All that is needed is the listing, given back exactly.

*** EXERCISE MATERIAL Section Begins ***

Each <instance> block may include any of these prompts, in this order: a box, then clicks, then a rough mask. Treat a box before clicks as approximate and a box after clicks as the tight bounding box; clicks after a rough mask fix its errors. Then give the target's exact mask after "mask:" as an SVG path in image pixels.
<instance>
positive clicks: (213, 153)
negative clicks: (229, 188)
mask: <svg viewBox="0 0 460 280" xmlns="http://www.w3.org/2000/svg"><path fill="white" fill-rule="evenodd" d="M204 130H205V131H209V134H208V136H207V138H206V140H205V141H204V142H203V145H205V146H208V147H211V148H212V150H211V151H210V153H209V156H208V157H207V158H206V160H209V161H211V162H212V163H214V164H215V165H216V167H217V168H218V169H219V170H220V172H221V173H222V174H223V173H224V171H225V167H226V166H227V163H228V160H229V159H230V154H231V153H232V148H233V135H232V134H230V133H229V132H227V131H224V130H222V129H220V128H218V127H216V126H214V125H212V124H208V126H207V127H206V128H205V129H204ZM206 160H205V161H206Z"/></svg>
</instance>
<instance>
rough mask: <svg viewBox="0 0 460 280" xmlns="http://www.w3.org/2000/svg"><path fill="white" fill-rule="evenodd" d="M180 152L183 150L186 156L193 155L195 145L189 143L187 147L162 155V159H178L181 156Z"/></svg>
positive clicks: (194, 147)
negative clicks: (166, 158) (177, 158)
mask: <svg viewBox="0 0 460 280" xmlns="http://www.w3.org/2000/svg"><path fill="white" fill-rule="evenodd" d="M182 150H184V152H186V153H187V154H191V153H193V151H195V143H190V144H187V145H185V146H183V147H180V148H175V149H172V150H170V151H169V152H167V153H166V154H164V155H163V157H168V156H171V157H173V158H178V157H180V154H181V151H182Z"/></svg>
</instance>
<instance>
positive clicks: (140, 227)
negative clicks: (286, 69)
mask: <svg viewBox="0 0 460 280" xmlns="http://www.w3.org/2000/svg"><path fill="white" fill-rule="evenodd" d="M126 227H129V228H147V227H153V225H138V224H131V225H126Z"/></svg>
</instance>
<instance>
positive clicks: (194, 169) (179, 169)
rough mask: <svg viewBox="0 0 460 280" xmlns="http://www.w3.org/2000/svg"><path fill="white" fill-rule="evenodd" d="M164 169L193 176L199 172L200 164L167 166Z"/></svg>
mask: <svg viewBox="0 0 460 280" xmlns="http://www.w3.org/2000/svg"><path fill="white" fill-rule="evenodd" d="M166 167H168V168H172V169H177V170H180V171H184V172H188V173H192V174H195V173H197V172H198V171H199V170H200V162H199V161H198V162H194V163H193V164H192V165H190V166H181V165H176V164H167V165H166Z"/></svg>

*** EXERCISE MATERIAL Section Ends ***

_FINISHED TASK_.
Each <instance> block may include any of these prompts, in this order: a box, then clicks, then a rough mask. Treat a box before clicks as approximate and a box after clicks as the tight bounding box; clicks after a rough mask fix its errors. Then give the target's exact mask after "mask:" as an SVG path in image pixels.
<instance>
positive clicks: (213, 153)
negative clicks: (229, 188)
mask: <svg viewBox="0 0 460 280" xmlns="http://www.w3.org/2000/svg"><path fill="white" fill-rule="evenodd" d="M204 130H205V131H209V134H208V136H207V138H206V140H205V141H204V142H203V145H205V146H208V147H211V148H212V150H211V151H210V153H209V156H208V157H207V158H206V160H209V161H211V162H212V163H214V164H215V165H216V167H217V168H218V169H219V170H220V172H221V173H222V174H223V173H224V171H225V167H226V166H227V163H228V160H229V159H230V154H231V153H232V148H233V135H232V134H230V133H229V132H227V131H224V130H222V129H220V128H218V127H216V126H214V125H212V124H208V126H207V127H206V128H205V129H204ZM206 160H205V161H206Z"/></svg>
</instance>
<instance>
rough mask: <svg viewBox="0 0 460 280" xmlns="http://www.w3.org/2000/svg"><path fill="white" fill-rule="evenodd" d="M180 152L183 150L186 156L193 155L195 145L189 143L187 147L162 155V159H178L181 156Z"/></svg>
positive clicks: (194, 147)
negative clicks: (166, 158) (177, 158)
mask: <svg viewBox="0 0 460 280" xmlns="http://www.w3.org/2000/svg"><path fill="white" fill-rule="evenodd" d="M182 150H184V152H186V153H187V154H191V153H193V151H195V143H190V144H187V145H185V146H183V147H180V148H175V149H172V150H170V151H169V152H167V153H166V154H164V155H163V157H168V156H171V157H173V158H178V157H180V154H181V151H182Z"/></svg>
</instance>
<instance>
positive clicks: (140, 227)
negative clicks: (286, 69)
mask: <svg viewBox="0 0 460 280" xmlns="http://www.w3.org/2000/svg"><path fill="white" fill-rule="evenodd" d="M126 227H129V228H147V227H153V225H138V224H131V225H126Z"/></svg>
</instance>
<instance>
positive clicks: (194, 169) (179, 169)
rough mask: <svg viewBox="0 0 460 280" xmlns="http://www.w3.org/2000/svg"><path fill="white" fill-rule="evenodd" d="M164 169L193 176L199 172L200 164L167 166Z"/></svg>
mask: <svg viewBox="0 0 460 280" xmlns="http://www.w3.org/2000/svg"><path fill="white" fill-rule="evenodd" d="M166 167H168V168H172V169H177V170H180V171H184V172H188V173H192V174H195V173H197V172H198V171H199V170H200V162H199V161H198V162H194V163H193V164H192V165H190V166H181V165H176V164H167V165H166Z"/></svg>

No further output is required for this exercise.